-- start Text extract --

Announcing the gift, the Chair of the Brooklyn Museum's Board, John S. Tamagni, said, "On behalf of the Board and the Museum staff, I wish to thank Shelby White and the Leon Levy Foundation for this exceptional gift, which is an important step in securing the financial future of the Brooklyn Museum. Reflecting her passion for art, Shelby White's enduring support for the Museum and, indeed, for Brooklyn, exemplifies the ideal of philanthropic leadership."

"I grew up in Brooklyn, and remember taking class trips to the Museum to look at the Egyptian collection," said Ms. White. "I didn't realize, until much later, that it was one of the greatest museums in the world. The Leon Levy Foundation is proud to support the Brooklyn Museum and help ensure its future."

The Brooklyn Museum is one of the largest art museums in the United States, with comprehensive collections that range from ancient Egyptian masterpieces to contemporary works, representing nearly every culture. It serves one of the most diverse audiences of any art museum in the country as a dynamic and innovative center for learning through the visual arts.

The Museum has developed a broadly based schedule of special exhibitions, from scholarly to popular-culture offerings, encompassing those created by Brooklyn Museum curators as well as touring shows organized elsewhere. It has recently launched its spring season with four critically acclaimed exhibitions with the common theme of activism. They include Ai Weiwei: According to What?, presenting the work by the provocative Chinese conceptual artist and activist;

Chicago in L. A.: Judy Chicago's Early Work, 1963-74, an exhibition of minimalist art that paved the way for the iconic feminist masterwork The Dinner Party, a part of the Museum's permanent collection; Witness: Art and Civil Rights in the Sixties, honoring artists' participation in the struggle for racial justice; and Swoon: Submerged Motherlands, a site-specific installation addressing environmental issues and created by a renowned Brooklyn street artist.

-- end Text extract --
-- start Available records --

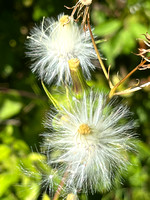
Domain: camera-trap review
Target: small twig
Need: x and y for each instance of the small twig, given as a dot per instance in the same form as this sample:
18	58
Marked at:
122	80
56	196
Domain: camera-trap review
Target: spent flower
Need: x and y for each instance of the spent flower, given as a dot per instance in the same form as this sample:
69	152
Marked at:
91	138
54	43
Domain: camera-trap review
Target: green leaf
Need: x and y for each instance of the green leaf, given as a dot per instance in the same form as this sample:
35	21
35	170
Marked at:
108	27
4	152
6	180
45	197
10	108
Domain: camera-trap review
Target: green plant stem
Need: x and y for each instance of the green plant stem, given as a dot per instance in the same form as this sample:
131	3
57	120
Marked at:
57	194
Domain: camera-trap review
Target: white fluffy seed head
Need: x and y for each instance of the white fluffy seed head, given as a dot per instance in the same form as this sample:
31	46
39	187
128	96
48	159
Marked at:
53	44
92	138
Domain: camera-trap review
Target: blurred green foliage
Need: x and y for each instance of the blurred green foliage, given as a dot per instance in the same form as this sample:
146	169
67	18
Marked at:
23	103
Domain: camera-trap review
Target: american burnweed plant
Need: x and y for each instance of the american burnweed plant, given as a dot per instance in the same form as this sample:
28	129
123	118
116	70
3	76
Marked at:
88	136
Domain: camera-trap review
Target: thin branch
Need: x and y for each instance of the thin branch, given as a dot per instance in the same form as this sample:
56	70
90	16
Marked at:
122	80
97	52
57	194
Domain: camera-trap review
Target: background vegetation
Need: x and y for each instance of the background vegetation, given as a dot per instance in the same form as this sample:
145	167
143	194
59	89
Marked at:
23	103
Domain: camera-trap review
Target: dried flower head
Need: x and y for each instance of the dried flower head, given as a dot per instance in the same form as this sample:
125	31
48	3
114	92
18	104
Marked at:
91	138
54	43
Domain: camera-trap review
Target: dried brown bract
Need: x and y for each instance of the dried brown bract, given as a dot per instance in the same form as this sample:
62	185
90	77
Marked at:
82	10
142	51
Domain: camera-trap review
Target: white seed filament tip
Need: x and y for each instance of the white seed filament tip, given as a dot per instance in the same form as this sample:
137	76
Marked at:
84	129
74	64
64	20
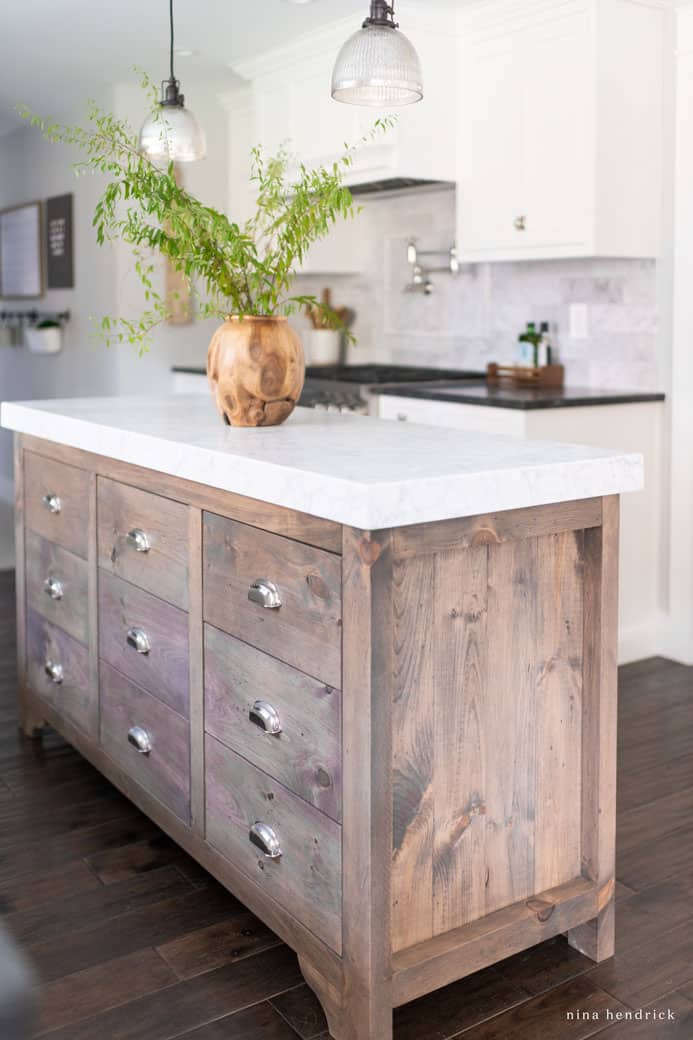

-- end Available records --

Set of tasks:
A. Locate each line in the records that contains the string "filament" and copy those lines out. Matching is case-sensitive.
B. Please carry on the Brooklyn Museum announcement from the point where it stops.
The Brooklyn Museum passage and the records are unrelated material.

Answers to each task:
A.
Target: white seed filament tip
Need: x and y for each instance of the white seed filament tip, given as a dot per instance in the same form as this sample:

B.
In recent years all of the Museum's permanent collection galleries have been reinstalled in a way that allows visitors to experience the works of art more directly. The Museum has also significantly increased its support of the borough's own creative community through both an active acquisitions campaign and a program of exhibitions by Brooklyn-based artists.

As a part of its commitment to the visitor's experience and to community engagement, the Museum presents public programs and events that address the diversity of the collection, the exhibitions, and the community, as well as award-winning exhibition catalogues. At the same time, ongoing major capital projects have greatly enhanced the physical accessibility of the Museum and the presentation of its collections: an inviting new entrance was created on Eastern Parkway; the formerly underutilized front plaza has been reclaimed as a welcoming public space; air conditioning and climate control are being improved or introduced in galleries and public spaces; and a major reconfiguration of the first and second floors is under way, to be completed within the next two years.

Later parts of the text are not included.